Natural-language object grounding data
————————

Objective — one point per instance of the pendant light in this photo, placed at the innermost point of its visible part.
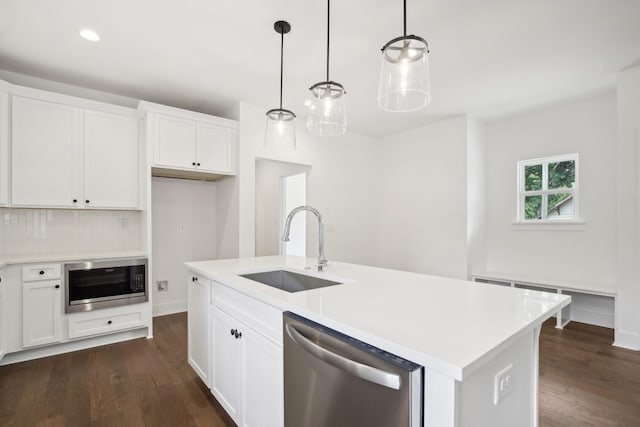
(327, 109)
(404, 77)
(280, 132)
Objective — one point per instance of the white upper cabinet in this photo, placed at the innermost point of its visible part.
(188, 144)
(71, 157)
(4, 148)
(175, 143)
(45, 143)
(111, 160)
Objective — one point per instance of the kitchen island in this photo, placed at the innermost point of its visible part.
(478, 343)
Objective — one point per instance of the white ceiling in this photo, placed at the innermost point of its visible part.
(488, 57)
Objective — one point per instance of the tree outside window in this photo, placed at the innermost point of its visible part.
(548, 189)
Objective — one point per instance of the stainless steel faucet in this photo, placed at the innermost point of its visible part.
(322, 261)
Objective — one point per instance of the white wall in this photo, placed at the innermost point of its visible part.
(422, 200)
(587, 127)
(476, 196)
(341, 186)
(184, 229)
(627, 199)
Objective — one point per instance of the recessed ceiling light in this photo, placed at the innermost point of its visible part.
(89, 34)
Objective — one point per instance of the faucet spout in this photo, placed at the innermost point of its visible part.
(322, 261)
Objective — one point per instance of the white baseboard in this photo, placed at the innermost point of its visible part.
(171, 307)
(629, 340)
(582, 315)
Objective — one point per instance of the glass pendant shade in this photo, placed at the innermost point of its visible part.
(404, 77)
(327, 110)
(280, 132)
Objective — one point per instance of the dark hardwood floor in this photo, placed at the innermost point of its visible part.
(136, 383)
(584, 381)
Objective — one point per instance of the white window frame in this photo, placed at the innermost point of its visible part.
(575, 190)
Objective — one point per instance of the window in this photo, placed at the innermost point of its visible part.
(548, 189)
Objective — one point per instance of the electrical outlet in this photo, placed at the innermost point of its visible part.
(502, 384)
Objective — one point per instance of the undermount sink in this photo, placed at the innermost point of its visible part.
(289, 281)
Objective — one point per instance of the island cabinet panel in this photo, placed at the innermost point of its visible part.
(247, 363)
(198, 349)
(227, 363)
(45, 147)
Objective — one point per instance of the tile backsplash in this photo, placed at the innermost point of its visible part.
(59, 231)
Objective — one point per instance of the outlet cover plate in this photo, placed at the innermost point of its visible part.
(502, 384)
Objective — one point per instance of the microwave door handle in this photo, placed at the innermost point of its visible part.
(360, 370)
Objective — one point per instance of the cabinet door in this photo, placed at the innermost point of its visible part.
(198, 326)
(213, 148)
(45, 142)
(262, 392)
(41, 313)
(111, 160)
(175, 142)
(227, 374)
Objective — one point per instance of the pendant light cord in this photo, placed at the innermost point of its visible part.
(328, 32)
(405, 18)
(281, 64)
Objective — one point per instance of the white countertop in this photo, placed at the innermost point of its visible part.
(30, 259)
(449, 325)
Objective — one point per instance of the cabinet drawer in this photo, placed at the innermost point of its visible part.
(34, 272)
(86, 324)
(263, 318)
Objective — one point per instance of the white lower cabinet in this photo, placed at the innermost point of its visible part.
(105, 321)
(247, 371)
(199, 301)
(41, 313)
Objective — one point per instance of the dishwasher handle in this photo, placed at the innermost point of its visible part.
(360, 370)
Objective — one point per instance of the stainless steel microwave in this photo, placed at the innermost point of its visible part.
(92, 285)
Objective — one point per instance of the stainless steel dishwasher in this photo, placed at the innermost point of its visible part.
(333, 380)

————————

(Brief)
Output the line containing "Objective — one point per instance of the cabinet door" and every line after it through the final line of the records above, exactly as written and nothing else.

(Answer to this problem)
Objective — one point per instance of the cabinet door in this photo, placed at the innermost point of its visible part.
(198, 326)
(213, 148)
(45, 142)
(262, 392)
(41, 313)
(111, 160)
(175, 142)
(227, 374)
Objective — one point per instance of the pendant light cord in this photo, placed at the innermost point of its visible part.
(328, 32)
(405, 18)
(281, 64)
Objective — one point per instance of the white countertop in this photo, placed at the innermost point of its visible part.
(30, 259)
(449, 325)
Objective — one point per instance of the cabinet drawer in this photo, placed at the innermost point of its visible part.
(34, 272)
(86, 324)
(263, 318)
Objective — one point per instance of the white lower cabinet in this photo, placed at the innermost point of its visible part.
(105, 321)
(247, 371)
(199, 301)
(41, 313)
Objective — one point per instance of the dishwasher handle in this photo, placed at the innermost point of its visible part.
(360, 370)
Objective — one point per instance of the stainless steel microwave in this photo, placed at the innermost point of its visible part.
(92, 285)
Objective — one point per instance of the stainless steel dishwasher in this photo, placed at the innermost point of its visible part.
(333, 380)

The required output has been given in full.